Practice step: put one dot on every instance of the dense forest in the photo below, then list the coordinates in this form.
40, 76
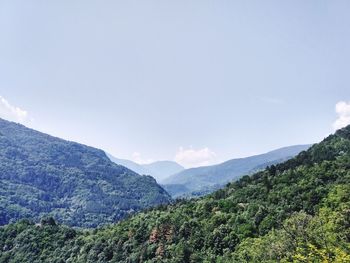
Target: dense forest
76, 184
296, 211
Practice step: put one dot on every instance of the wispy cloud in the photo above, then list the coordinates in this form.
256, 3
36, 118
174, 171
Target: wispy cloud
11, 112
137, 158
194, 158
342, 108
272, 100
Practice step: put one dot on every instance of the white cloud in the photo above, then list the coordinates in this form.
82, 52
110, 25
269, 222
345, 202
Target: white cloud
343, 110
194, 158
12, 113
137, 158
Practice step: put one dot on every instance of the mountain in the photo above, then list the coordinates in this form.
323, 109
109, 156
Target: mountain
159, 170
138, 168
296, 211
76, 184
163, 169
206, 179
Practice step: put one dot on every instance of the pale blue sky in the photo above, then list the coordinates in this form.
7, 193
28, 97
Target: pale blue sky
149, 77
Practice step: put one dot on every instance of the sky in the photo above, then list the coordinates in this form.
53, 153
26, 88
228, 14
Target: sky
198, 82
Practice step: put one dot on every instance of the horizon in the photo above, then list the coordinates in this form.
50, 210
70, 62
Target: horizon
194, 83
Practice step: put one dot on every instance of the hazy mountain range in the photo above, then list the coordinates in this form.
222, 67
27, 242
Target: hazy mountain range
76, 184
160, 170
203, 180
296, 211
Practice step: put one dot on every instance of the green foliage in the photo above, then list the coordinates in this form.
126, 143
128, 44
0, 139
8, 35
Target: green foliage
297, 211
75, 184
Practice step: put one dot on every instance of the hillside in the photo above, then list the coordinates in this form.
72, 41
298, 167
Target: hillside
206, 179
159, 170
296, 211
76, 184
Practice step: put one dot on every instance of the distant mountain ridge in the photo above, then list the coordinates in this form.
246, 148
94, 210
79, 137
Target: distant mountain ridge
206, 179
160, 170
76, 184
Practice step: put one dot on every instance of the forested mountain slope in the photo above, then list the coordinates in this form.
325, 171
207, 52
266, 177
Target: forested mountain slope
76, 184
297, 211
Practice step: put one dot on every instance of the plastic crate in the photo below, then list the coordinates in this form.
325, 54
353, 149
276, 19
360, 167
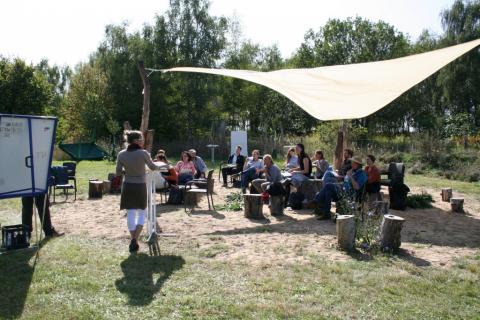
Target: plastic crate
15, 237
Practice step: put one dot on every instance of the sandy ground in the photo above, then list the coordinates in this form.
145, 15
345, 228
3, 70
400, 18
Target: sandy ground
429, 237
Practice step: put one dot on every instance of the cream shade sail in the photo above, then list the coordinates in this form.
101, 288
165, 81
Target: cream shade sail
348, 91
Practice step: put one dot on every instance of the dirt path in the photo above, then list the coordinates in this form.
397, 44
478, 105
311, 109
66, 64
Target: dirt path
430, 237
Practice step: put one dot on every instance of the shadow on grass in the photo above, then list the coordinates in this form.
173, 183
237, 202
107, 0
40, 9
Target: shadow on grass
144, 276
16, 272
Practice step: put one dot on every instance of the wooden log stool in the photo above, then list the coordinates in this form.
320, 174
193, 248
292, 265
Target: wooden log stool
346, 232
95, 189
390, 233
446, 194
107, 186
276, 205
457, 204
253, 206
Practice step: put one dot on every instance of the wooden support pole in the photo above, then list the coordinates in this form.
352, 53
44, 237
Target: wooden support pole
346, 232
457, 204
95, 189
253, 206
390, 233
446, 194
================
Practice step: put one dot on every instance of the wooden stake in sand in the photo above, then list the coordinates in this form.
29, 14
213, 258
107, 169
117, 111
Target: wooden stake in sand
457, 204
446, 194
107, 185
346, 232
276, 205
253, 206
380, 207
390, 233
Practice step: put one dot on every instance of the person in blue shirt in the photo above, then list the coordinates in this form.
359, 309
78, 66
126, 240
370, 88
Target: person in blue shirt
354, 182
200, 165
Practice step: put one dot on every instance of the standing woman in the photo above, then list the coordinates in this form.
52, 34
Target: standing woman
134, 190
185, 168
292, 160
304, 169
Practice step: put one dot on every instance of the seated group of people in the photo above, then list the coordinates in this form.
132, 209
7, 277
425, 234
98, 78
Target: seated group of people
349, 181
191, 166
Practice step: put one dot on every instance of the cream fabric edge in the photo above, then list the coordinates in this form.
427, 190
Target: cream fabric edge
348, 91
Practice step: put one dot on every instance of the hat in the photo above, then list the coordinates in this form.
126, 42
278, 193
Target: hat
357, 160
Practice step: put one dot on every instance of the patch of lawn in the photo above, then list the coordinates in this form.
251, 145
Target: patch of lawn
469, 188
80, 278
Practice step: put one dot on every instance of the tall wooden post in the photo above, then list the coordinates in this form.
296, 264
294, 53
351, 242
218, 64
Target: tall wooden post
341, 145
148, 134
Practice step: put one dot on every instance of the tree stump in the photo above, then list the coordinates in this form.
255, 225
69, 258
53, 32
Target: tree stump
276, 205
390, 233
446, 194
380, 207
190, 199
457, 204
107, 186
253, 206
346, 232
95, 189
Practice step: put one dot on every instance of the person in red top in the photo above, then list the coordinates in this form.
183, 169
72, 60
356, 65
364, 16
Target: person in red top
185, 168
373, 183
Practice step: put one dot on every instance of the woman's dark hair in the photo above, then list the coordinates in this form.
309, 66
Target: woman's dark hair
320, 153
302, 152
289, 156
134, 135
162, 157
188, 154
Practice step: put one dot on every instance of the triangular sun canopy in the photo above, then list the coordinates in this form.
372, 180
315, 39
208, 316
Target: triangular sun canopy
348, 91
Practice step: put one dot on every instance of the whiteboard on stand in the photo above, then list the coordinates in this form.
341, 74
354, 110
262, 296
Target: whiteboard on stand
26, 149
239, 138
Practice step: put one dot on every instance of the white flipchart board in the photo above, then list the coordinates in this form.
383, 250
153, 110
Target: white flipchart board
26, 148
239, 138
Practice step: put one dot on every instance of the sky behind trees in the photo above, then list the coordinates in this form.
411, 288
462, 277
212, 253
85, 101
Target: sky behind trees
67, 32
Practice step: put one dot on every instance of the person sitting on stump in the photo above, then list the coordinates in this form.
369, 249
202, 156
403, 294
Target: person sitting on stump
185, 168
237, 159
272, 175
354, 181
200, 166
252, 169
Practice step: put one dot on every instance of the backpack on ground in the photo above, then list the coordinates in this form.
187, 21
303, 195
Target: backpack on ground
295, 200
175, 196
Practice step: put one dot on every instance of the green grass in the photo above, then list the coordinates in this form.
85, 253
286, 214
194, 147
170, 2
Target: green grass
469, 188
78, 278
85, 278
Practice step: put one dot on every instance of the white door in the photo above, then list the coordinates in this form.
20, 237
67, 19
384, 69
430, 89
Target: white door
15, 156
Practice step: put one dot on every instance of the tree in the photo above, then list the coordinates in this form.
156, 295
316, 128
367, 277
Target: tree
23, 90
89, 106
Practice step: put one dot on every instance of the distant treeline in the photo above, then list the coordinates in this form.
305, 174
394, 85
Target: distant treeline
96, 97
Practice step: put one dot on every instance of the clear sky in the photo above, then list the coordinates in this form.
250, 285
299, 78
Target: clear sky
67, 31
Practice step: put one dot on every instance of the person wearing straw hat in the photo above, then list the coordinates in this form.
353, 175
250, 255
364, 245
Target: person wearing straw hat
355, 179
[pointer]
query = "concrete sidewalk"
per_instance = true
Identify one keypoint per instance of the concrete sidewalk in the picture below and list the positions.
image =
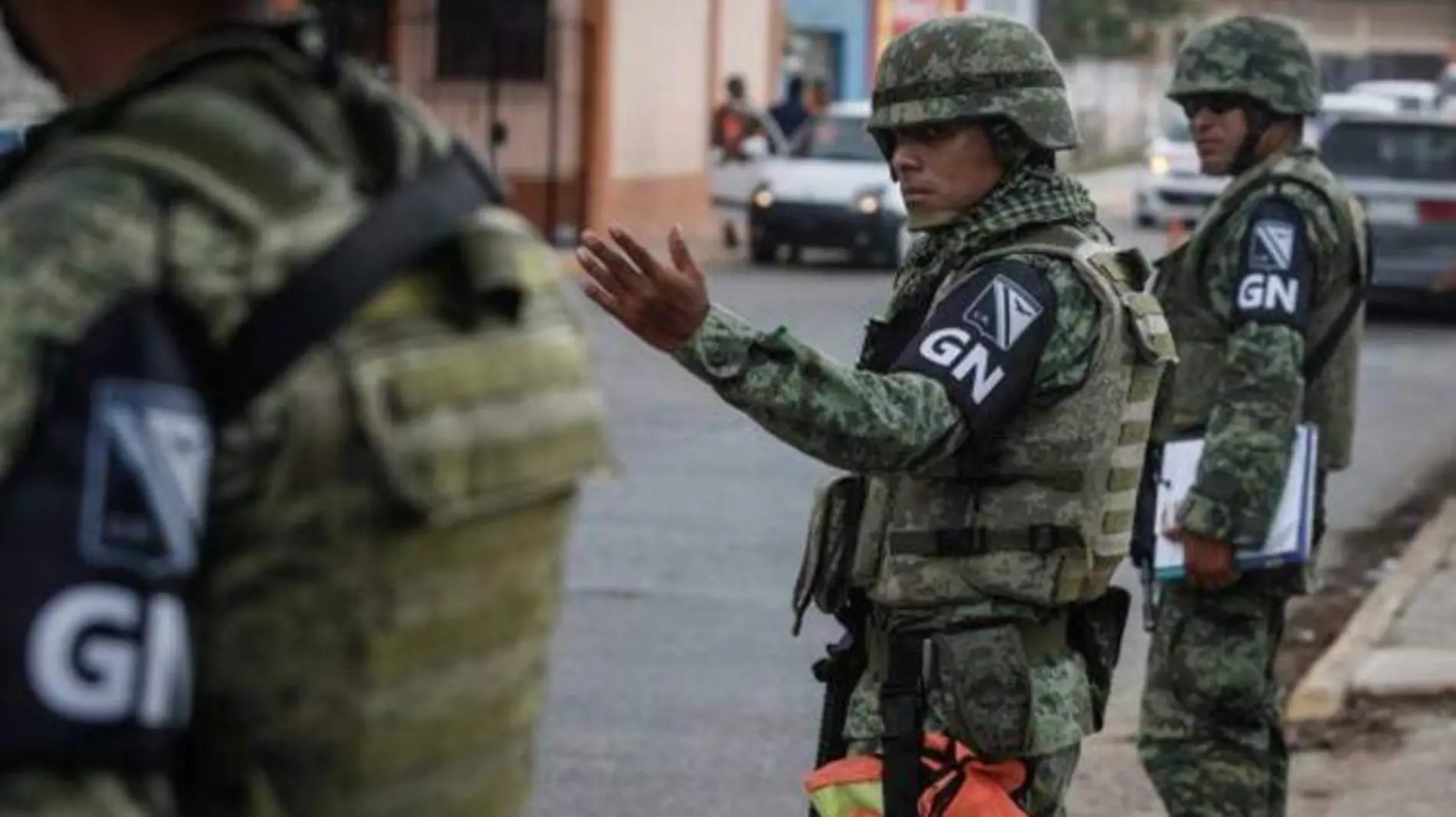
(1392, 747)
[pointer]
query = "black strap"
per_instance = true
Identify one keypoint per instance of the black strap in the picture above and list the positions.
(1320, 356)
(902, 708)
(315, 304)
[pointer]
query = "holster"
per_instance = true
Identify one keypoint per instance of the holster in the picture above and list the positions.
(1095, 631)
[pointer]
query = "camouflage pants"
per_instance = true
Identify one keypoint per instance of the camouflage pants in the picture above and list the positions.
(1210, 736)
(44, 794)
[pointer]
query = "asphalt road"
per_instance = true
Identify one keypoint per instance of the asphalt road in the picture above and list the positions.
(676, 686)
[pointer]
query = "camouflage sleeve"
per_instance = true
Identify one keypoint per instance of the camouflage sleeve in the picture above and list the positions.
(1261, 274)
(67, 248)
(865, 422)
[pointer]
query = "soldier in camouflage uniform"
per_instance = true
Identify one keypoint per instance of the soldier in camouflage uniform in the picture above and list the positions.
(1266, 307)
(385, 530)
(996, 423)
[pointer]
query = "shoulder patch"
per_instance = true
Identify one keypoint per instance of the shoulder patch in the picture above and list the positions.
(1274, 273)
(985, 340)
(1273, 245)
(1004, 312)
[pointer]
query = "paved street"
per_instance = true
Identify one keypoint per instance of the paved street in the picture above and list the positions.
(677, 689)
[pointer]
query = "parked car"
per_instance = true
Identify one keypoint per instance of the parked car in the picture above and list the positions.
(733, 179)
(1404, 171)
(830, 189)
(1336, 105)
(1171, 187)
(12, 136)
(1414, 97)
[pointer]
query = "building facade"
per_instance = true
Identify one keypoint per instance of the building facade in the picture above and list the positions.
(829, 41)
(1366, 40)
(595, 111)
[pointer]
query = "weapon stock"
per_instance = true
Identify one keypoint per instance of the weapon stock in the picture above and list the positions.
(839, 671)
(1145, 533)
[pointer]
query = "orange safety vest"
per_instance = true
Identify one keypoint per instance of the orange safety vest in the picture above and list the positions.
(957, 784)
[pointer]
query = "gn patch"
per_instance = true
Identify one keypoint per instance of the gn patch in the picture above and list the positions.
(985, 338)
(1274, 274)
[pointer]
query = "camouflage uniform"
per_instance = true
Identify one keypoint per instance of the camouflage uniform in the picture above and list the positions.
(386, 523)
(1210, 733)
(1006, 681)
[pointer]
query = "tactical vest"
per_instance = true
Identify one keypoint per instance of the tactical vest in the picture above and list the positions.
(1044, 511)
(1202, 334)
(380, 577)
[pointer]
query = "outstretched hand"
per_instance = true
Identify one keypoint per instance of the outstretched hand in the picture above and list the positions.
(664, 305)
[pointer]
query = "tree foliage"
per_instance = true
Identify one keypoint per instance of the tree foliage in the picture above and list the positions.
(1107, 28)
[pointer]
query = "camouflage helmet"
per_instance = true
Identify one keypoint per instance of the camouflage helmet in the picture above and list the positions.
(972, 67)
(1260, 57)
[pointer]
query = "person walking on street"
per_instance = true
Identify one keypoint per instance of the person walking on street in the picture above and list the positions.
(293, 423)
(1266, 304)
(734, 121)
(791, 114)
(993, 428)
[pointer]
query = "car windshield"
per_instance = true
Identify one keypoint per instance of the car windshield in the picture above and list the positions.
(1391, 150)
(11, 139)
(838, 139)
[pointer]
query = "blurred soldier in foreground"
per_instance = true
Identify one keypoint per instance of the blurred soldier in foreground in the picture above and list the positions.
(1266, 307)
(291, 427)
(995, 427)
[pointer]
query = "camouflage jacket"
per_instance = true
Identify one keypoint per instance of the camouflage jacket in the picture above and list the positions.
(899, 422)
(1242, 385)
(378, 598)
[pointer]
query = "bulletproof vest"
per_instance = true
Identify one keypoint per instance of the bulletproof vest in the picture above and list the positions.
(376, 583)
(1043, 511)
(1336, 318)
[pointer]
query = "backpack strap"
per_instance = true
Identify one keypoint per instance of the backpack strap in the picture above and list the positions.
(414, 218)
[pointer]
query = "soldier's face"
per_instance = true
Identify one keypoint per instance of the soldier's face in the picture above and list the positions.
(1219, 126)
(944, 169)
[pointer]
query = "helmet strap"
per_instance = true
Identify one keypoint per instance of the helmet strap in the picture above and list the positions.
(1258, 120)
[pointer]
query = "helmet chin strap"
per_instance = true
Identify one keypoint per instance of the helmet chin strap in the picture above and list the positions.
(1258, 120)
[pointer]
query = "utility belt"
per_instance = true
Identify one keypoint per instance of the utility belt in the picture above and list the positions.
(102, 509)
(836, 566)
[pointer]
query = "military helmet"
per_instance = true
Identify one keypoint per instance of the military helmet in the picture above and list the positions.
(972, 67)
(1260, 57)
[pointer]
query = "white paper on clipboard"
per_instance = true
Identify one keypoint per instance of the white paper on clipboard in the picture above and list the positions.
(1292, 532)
================
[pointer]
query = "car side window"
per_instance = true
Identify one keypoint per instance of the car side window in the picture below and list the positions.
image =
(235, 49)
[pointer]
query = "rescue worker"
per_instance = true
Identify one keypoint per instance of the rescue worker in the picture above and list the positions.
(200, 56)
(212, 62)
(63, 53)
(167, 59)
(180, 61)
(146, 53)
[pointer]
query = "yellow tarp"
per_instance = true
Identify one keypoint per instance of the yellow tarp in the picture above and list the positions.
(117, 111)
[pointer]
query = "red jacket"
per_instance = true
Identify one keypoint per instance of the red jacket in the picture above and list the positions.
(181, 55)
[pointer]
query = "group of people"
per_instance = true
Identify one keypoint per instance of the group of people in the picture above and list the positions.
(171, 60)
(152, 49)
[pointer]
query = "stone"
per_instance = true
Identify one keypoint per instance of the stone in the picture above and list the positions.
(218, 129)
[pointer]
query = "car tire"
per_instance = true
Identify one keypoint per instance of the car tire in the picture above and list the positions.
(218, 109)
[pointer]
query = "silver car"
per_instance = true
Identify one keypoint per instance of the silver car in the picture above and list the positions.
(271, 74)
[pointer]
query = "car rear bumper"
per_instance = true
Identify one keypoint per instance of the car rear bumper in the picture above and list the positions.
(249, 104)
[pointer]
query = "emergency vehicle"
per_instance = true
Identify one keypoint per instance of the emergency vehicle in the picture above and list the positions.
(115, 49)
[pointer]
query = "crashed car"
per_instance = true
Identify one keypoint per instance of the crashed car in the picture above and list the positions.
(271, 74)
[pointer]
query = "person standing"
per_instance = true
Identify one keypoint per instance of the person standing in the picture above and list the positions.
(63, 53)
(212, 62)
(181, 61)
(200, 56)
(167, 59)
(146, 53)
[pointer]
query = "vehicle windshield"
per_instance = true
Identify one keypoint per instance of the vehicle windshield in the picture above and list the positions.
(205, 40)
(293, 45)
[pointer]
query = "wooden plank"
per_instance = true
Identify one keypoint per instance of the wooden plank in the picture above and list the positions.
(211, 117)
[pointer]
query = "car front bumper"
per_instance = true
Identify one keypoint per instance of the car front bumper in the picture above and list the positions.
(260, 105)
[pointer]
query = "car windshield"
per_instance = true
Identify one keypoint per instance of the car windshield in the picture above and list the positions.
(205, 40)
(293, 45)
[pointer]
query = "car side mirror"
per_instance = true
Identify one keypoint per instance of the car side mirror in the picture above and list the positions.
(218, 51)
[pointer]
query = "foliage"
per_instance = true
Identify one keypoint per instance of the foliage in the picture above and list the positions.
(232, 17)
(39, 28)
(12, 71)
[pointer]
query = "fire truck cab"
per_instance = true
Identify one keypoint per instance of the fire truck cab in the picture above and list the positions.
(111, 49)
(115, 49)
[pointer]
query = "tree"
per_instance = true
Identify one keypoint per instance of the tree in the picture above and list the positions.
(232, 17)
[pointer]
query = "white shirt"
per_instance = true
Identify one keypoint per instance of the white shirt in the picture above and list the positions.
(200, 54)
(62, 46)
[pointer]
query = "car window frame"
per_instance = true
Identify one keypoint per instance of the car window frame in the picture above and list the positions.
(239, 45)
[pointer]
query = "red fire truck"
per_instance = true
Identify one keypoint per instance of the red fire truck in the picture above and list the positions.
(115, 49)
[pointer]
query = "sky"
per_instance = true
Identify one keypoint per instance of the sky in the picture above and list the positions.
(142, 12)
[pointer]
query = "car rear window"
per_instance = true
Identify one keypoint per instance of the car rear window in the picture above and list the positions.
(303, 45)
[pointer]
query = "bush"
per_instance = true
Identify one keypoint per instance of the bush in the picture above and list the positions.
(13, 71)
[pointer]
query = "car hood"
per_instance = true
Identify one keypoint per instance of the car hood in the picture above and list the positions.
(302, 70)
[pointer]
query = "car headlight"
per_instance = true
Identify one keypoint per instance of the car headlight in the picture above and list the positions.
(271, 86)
================
The task
The word "sidewalk" appears in some lines of the records. Please work out how many and reply with that number only.

Response area
2